# Should I participate?



## andyhenson2014 (May 11, 2014)

Several weeks after I got the "need space" talk, and after 3 weeks of separation, W says she wants a D. She's done, feels trapped, says she doesn't feel the same way about me, says ILYBIANILWY, says we NEVER had any good times together, etc. 

I will freely admit that i have not been emotionally "there" for her. I am in IC right now to work on those issues and I'm trying to focus on "working on me". Exercising, eating better, trying new hobbies. But it's hard when she throws the D wrench into the mix.

She wants me to actively participate in the D process, trying to convince me that it's something we should BOTH want. Should I do that if it's NOT something I want? I vowed to stay by her side for better or worse and I take my vows very seriously. I told her if she wants to file, she can go ahead and do it. I will not be a part of it. She says she doesn't want to be married to me anymore and I should not want to be with someone who doesn't want to be with them. 

In the very little contact we've had over the past few weeks, she tried to bait me into fights over little things. It's very subtle but i'm noticing it more. What is that all about?

I don't want a D and I still love her. I think deep down, she still loves me but is convincing herself that she doesn't love me. Help.


----------



## EleGirl (Dec 3, 2011)

I think that you don't understand the divorce process.

If she wants a divorce, the court will grant her one. You have no say in that.

But if you do not participate, then she files. You ignore the filing and the judge grants her everything she asked for. She could ask for 100% of your assets and 30%-50% of your income for life. If you have children.. full custody and child support too.

IF she files and you then finally wake up and get a clue, you both will spend 10's of thousands to get a divorce.

If the two of you work out an agreement you might have some thing left after the divorce.


----------



## EleGirl (Dec 3, 2011)

How long have you not been emotionally there for her and only working on yourself?


----------



## ScrambledEggs (Jan 14, 2014)

You are better off working with her than trying to drag your feet. 

Being needy and immature about the divorce process will not win her heart back. Probably nothing will, but that will just make it prolonged and painful. Get your head together and get on with life. 

You need to take care of yourself and part of that is moving on. If she won't agree to try there is nothing you can do to change her mind and begging will just make her want to flee faster.


----------



## andyhenson2014 (May 11, 2014)

EleGirl said:


> How long have you not been emotionally there for her and only working on yourself?


According to her, for at least a year. I've been working on myself since the "i need space" talk because frankly, I needed work. I realize I have faults and I'm working on those, but I feel it may be too late and she's already crafted an exit plan. So confused.


----------



## ScrambledEggs (Jan 14, 2014)

Are you sure she does not have a boyfriend?


----------



## honcho (Oct 5, 2013)

You can fight or decline to participate all you want, you will never be able to stop it. Based on some of your other posts it appears that you haven’t been married long and you suspect she is having some sort of affair.

You don’t have to agree with the divorce but working together to figure out the business and division for divorce would be your best bet especially since she is willing. Financially based on only 3 years of marriage and no children it shouldnt be that hard to get an agreement in place.

• DATASET RECORDS:
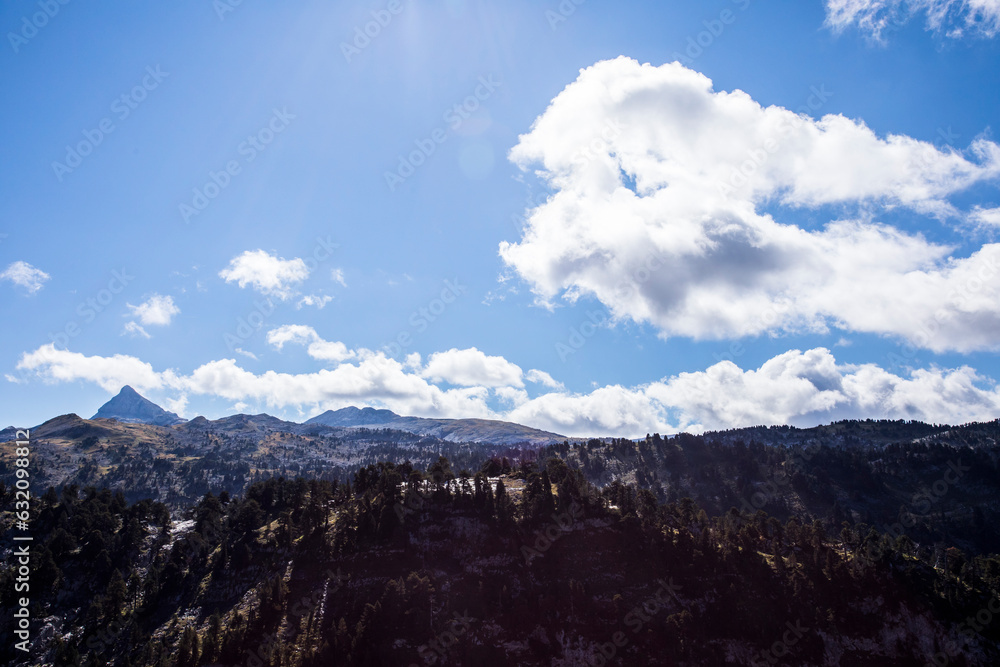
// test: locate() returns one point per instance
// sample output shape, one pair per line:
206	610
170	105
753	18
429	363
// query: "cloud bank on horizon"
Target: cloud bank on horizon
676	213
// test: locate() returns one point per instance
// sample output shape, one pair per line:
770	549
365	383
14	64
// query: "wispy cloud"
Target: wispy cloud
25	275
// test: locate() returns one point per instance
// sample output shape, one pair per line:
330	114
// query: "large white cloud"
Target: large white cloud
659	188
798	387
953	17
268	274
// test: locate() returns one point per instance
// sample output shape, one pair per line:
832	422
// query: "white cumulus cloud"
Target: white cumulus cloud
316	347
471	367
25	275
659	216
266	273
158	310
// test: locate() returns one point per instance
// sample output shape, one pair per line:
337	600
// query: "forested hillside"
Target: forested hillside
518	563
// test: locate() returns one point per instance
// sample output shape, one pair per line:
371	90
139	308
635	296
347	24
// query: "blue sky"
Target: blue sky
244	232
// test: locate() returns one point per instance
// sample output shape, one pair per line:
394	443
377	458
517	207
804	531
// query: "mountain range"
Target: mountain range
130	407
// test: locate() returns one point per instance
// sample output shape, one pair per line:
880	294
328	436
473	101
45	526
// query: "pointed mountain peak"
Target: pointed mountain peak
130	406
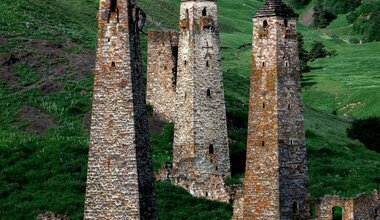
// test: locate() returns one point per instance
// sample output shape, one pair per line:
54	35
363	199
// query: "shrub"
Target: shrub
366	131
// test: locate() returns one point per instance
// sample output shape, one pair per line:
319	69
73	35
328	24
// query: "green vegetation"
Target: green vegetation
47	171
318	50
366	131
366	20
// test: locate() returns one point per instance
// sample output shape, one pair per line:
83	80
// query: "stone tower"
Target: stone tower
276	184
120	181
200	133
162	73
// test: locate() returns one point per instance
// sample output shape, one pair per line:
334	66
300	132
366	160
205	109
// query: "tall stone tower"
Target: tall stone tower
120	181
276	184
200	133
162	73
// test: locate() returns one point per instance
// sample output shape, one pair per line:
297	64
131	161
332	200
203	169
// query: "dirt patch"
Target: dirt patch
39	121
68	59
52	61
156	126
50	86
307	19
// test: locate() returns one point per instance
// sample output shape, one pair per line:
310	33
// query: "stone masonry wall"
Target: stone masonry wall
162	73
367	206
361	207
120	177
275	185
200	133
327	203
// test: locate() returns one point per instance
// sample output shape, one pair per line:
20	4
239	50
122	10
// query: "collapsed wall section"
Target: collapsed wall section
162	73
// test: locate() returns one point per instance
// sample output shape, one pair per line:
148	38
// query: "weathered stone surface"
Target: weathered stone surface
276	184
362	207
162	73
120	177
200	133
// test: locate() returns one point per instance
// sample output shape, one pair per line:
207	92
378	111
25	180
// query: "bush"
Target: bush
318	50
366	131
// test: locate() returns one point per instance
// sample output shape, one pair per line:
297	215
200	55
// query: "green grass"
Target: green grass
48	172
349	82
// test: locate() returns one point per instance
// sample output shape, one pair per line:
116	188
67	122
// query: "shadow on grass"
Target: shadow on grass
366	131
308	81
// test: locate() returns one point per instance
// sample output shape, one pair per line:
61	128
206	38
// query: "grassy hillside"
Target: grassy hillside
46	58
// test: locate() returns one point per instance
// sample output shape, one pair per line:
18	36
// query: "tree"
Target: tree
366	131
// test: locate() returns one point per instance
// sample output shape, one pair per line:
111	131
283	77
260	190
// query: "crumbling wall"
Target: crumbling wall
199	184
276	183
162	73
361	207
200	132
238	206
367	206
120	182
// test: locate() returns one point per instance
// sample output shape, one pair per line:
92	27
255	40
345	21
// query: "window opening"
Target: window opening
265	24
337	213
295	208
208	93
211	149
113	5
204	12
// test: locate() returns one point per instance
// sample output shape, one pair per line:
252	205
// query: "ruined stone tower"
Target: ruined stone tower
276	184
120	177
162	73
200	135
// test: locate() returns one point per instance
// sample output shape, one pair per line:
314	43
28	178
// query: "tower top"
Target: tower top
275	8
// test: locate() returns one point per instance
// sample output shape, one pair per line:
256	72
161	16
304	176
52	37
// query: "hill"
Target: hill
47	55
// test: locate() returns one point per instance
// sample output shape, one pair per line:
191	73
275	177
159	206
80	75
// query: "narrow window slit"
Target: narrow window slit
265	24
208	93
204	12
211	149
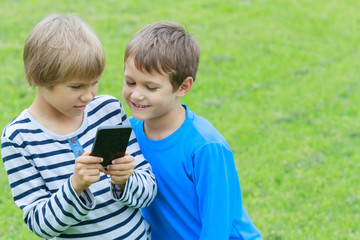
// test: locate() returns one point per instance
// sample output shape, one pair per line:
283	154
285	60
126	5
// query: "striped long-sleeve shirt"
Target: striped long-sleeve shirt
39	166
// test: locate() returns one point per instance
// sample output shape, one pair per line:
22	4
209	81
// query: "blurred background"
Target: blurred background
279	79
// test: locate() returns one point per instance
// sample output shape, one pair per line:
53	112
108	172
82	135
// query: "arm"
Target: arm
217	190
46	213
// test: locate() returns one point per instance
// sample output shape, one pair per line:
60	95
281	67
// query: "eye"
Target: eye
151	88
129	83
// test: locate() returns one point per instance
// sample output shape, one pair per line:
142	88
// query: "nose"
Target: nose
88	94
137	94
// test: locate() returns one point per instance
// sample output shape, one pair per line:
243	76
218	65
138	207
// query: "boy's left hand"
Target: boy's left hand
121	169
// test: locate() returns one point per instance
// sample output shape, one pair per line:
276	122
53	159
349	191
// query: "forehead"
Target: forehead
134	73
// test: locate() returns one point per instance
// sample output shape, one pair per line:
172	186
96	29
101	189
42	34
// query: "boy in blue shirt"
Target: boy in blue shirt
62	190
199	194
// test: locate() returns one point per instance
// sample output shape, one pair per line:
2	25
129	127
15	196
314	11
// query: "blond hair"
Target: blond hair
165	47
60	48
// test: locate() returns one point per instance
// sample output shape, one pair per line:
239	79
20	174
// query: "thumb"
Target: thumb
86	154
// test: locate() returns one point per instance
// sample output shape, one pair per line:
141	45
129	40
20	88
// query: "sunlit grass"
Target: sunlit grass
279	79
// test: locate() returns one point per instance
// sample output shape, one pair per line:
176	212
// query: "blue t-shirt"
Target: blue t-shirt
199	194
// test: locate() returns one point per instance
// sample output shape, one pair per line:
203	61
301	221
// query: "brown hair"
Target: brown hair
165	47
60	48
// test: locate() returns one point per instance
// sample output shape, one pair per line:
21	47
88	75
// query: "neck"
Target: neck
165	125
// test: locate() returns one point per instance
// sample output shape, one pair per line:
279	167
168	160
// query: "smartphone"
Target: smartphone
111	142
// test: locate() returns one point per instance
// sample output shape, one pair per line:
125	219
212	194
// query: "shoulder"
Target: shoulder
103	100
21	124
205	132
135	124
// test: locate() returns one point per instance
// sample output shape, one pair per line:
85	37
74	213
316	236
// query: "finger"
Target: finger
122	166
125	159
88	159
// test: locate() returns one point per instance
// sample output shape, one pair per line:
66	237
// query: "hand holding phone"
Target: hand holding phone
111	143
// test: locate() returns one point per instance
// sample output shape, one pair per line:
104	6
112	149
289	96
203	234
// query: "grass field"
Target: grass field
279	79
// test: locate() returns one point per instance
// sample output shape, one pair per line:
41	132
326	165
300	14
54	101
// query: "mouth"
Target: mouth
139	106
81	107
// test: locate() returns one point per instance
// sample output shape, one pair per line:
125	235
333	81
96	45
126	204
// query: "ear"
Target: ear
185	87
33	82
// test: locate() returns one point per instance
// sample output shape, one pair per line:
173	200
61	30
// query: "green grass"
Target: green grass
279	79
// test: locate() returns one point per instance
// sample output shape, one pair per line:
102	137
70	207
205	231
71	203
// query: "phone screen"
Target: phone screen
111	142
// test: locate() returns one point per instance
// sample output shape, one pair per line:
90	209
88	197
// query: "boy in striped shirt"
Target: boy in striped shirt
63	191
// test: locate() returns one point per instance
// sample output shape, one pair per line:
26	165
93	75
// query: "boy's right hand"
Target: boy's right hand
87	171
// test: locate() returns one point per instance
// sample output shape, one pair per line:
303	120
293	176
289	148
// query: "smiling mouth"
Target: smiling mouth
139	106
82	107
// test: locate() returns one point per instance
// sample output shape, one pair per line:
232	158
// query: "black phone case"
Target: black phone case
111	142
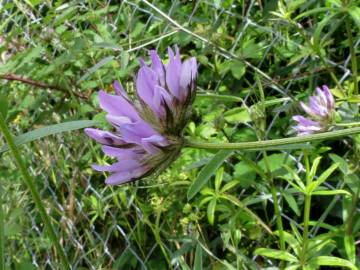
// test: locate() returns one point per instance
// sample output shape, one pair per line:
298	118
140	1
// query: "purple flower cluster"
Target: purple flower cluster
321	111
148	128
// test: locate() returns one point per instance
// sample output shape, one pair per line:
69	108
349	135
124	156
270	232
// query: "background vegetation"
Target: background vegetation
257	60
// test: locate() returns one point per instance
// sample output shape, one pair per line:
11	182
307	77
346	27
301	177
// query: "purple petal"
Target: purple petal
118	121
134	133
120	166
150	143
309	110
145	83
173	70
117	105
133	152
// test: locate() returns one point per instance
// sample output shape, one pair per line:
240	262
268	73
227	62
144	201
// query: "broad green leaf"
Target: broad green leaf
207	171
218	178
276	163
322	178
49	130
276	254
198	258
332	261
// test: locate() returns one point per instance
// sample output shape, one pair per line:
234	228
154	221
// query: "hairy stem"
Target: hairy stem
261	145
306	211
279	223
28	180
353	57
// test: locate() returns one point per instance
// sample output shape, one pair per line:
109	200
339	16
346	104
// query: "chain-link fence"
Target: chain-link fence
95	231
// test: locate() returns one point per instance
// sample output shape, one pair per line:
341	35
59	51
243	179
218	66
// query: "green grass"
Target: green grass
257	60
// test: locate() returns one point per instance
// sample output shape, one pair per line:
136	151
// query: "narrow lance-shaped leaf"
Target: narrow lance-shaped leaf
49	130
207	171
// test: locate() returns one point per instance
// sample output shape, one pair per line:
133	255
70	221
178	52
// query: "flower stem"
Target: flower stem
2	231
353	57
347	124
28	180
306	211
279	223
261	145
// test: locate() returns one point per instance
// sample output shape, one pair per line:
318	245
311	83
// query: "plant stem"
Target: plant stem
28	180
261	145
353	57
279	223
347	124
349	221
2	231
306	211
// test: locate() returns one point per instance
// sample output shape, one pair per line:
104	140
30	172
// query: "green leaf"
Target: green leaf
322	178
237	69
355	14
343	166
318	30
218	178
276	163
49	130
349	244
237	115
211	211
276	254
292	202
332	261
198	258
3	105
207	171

• TASKS TO PERFORM:
1. In the forum thread, why does EleGirl warn the poster against refusing to take part in the divorce? Answer in one to three sentences.
2. According to the forum thread, how long does the poster's wife say he has not been emotionally there for her?

• RESPONSES:
1. She explains that the court will grant the divorce no matter what he wants. If he ignores the filing, the judge could give his wife everything she asks for, possibly all of his assets and 30% to 50% of his income for life. If they have children, that could also include full custody and child support.

2. For at least a year.